# [What is being asked]
Output the material exactly, keeping every line intact.

# [Data]
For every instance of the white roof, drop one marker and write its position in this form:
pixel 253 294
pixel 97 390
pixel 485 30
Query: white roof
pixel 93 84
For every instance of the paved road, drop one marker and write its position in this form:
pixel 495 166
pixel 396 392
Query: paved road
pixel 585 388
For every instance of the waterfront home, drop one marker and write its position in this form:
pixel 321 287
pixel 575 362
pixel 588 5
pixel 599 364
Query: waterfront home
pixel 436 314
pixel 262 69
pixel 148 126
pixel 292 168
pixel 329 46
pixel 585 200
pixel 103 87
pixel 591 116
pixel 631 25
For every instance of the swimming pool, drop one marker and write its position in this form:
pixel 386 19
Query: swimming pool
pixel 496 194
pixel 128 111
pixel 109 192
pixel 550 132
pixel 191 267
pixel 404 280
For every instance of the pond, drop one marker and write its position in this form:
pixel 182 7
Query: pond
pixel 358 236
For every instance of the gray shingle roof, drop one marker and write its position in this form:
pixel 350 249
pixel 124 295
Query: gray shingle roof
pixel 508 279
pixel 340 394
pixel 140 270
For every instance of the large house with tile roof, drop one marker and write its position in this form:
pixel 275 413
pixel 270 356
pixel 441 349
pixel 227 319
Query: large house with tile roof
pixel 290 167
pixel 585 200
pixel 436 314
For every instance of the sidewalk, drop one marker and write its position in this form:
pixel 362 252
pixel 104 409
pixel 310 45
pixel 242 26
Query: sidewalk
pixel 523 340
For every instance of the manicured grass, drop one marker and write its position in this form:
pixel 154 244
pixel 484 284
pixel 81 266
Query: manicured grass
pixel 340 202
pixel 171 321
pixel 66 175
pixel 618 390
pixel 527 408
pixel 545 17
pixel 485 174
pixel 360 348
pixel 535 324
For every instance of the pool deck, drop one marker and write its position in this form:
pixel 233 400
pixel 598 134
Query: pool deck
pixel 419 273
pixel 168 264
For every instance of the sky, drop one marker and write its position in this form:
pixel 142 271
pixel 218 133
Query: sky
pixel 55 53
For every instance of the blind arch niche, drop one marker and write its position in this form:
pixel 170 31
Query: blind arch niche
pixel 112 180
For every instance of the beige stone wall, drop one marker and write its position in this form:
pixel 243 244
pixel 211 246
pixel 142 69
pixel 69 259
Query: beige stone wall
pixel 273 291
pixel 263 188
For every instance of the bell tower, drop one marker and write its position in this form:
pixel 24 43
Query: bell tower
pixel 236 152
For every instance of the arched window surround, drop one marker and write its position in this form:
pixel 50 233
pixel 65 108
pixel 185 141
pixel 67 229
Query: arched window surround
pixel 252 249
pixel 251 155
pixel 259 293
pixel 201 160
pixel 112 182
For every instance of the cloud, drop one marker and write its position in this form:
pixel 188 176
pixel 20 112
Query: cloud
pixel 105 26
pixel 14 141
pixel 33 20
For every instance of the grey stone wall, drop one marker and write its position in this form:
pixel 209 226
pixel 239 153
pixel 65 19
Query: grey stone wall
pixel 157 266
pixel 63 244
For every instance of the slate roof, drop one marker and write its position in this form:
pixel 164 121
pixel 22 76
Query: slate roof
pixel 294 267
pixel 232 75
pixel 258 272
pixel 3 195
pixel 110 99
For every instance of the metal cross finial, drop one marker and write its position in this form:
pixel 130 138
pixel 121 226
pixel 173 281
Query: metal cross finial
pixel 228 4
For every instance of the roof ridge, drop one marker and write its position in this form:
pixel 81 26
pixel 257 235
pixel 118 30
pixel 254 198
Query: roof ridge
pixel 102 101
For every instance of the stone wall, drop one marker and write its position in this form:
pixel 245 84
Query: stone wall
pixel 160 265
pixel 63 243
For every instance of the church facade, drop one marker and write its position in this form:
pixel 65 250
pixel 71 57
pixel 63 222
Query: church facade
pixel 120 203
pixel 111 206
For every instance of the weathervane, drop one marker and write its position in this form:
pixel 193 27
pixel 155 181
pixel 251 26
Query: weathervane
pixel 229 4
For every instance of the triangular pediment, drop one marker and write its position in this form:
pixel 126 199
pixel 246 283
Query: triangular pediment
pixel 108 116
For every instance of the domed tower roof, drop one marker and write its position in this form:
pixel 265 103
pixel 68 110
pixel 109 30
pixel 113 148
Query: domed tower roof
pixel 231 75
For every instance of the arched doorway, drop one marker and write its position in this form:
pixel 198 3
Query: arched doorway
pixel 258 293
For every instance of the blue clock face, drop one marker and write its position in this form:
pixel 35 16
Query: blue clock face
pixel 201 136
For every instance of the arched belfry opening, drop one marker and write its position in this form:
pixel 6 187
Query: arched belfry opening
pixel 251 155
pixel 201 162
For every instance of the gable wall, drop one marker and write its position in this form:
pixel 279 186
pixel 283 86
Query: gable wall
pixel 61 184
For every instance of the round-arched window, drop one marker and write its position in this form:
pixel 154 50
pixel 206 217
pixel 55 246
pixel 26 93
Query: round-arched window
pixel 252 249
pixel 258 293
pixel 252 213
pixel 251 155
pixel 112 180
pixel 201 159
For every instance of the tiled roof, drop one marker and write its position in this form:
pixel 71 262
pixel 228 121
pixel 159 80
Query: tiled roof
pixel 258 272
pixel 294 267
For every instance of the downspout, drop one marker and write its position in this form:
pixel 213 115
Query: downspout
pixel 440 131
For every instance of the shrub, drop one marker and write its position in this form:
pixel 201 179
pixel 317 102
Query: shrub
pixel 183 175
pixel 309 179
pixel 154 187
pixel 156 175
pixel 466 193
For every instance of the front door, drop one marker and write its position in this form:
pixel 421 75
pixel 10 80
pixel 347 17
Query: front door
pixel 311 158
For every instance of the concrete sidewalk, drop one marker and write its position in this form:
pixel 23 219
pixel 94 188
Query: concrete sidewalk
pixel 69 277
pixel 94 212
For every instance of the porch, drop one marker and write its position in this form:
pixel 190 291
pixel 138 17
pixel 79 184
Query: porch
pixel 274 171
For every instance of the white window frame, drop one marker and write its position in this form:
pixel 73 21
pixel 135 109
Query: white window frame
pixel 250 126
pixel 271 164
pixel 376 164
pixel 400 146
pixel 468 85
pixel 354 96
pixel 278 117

# [Result below]
For every instance of the white roof, drop one marker and write its position in this form:
pixel 253 294
pixel 97 390
pixel 485 30
Query: white roof
pixel 93 84
For every instance of the paved road, drop one marker and write its position in this form:
pixel 495 166
pixel 396 392
Query: paved road
pixel 585 388
For every instance of the waterfront home, drop one marker and write its position in this form:
pixel 321 287
pixel 575 362
pixel 588 5
pixel 599 364
Query: waterfront home
pixel 436 314
pixel 262 69
pixel 148 126
pixel 292 168
pixel 329 46
pixel 585 200
pixel 103 87
pixel 591 116
pixel 631 25
For every instance of the swimming pool, drop one marker and write its position in this form:
pixel 386 19
Query: swimming pool
pixel 496 194
pixel 128 111
pixel 109 192
pixel 550 132
pixel 191 267
pixel 404 280
For every instance of the pond, drop one marker and write its position in this form:
pixel 182 7
Query: pond
pixel 358 236
For every instance of the gray shingle roof, drop one marker and write its position in this form:
pixel 350 249
pixel 124 295
Query: gray shingle roof
pixel 508 279
pixel 340 394
pixel 140 270
For every instance of the large house with tile roof, drop one marker and write its position in this form:
pixel 275 413
pixel 270 356
pixel 441 349
pixel 227 319
Query: large house with tile roof
pixel 290 167
pixel 585 200
pixel 436 314
For every instance of the sidewalk, drop one marker and write its position in this form:
pixel 362 252
pixel 104 409
pixel 310 45
pixel 242 26
Query: sidewalk
pixel 523 340
For every instance of the manicured grass, drop one marker and write its position in this form:
pixel 154 244
pixel 484 284
pixel 81 266
Query: manicured grass
pixel 340 202
pixel 171 321
pixel 66 175
pixel 618 390
pixel 527 408
pixel 545 17
pixel 485 174
pixel 360 348
pixel 535 324
For every instance of the pool deck, drop one marker and write its position in this form:
pixel 233 400
pixel 598 134
Query: pool deck
pixel 419 273
pixel 168 264
For every instance of the sky, drop one marker and write its position in this form:
pixel 142 271
pixel 218 133
Query: sky
pixel 55 53
For every instance of the blind arch niche, drop one marker and write its position in this form:
pixel 170 31
Query: blind arch niche
pixel 112 180
For every instance of the beige stone wall, drop one marker and write its position in this form:
pixel 243 244
pixel 211 246
pixel 142 69
pixel 69 259
Query: beige stone wall
pixel 273 291
pixel 263 188
For every instance of the bell tower, drop one marker and write its position in this form:
pixel 24 43
Query: bell tower
pixel 236 152
For every instance of the arched window surround, drop one marker and write its position in this form:
pixel 50 233
pixel 65 108
pixel 185 141
pixel 67 229
Query: arched window surround
pixel 252 249
pixel 251 155
pixel 259 293
pixel 201 160
pixel 112 182
For every instance of the cloud, drop one marker and write its position in this form:
pixel 188 176
pixel 20 112
Query: cloud
pixel 105 26
pixel 14 141
pixel 33 20
For every instance of the grey stone wall, drop one marker and write its position in this form:
pixel 209 226
pixel 239 153
pixel 65 19
Query: grey stone wall
pixel 157 266
pixel 63 244
For every instance of the slate roof, drop one marker and write its position in this form:
pixel 164 121
pixel 22 76
Query: slate roof
pixel 294 267
pixel 232 75
pixel 258 272
pixel 3 195
pixel 110 99
For every instance of the metal cross finial, drop one marker and write its position in this form:
pixel 130 138
pixel 121 226
pixel 173 281
Query: metal cross finial
pixel 228 4
For every instance of the roof ridge, drop one marker and write its position in this form:
pixel 81 26
pixel 257 235
pixel 118 30
pixel 254 198
Query: roof ridge
pixel 102 101
For every instance of the stone wall, drop one marker and write its position in this form:
pixel 245 84
Query: stone wall
pixel 160 265
pixel 63 243
For every instance of the church facade, drop one marker and write its position in this form:
pixel 65 250
pixel 71 57
pixel 63 222
Query: church facade
pixel 120 203
pixel 111 206
For every instance of the weathervane, drop one marker and write its position in this form:
pixel 193 27
pixel 155 181
pixel 251 26
Query: weathervane
pixel 229 4
For every instance of the triangular pediment, drop one marker and write its position in this form:
pixel 126 199
pixel 246 283
Query: triangular pediment
pixel 108 116
For every instance of the domed tower roof, drop one marker and write its position in this form:
pixel 265 103
pixel 68 110
pixel 109 30
pixel 113 148
Query: domed tower roof
pixel 231 75
For every instance of the arched doorway, drop one marker and write its position in this form:
pixel 198 3
Query: arched doorway
pixel 258 293
For every instance of the blue clock face, drop one marker and write its position in this form:
pixel 35 16
Query: blue clock face
pixel 201 136
For every instance of the arched belfry opening, drop one marker and write its position in this form:
pixel 6 187
Query: arched belfry opening
pixel 251 155
pixel 201 162
For every instance of the gable wall, drop one marker and write its position in this form:
pixel 279 186
pixel 283 86
Query: gable wall
pixel 61 184
For every instance of the round-arched window, drop one marker and write its position in this form:
pixel 154 50
pixel 206 217
pixel 55 246
pixel 26 93
Query: round-arched window
pixel 252 249
pixel 258 293
pixel 252 213
pixel 251 155
pixel 112 180
pixel 201 159
For every instance of the tiled roof, drop one marker and write its position in this form:
pixel 71 262
pixel 228 121
pixel 159 80
Query: tiled roof
pixel 258 272
pixel 294 267
For every instance of the downspout, drop one marker and write its position in this form:
pixel 213 115
Query: downspout
pixel 440 131
For every instance of the shrub, drop one marker and write its position in this form:
pixel 201 179
pixel 317 102
Query: shrub
pixel 183 175
pixel 309 179
pixel 154 187
pixel 156 175
pixel 466 193
For every instance of the front door, drop one marker and write its position in this form:
pixel 421 75
pixel 10 80
pixel 347 17
Query: front door
pixel 311 158
For every instance of the concrete sidewalk, drop one marker and write its position in this form:
pixel 23 219
pixel 94 188
Query: concrete sidewalk
pixel 69 277
pixel 94 212
For every instance of the porch, drop one marker and write its position in this form:
pixel 190 291
pixel 138 17
pixel 79 184
Query: porch
pixel 274 171
For every instance of the white window frame, drop one marker and write its position in this form:
pixel 73 21
pixel 135 109
Query: white window frame
pixel 250 126
pixel 271 164
pixel 376 164
pixel 400 146
pixel 468 85
pixel 354 96
pixel 278 117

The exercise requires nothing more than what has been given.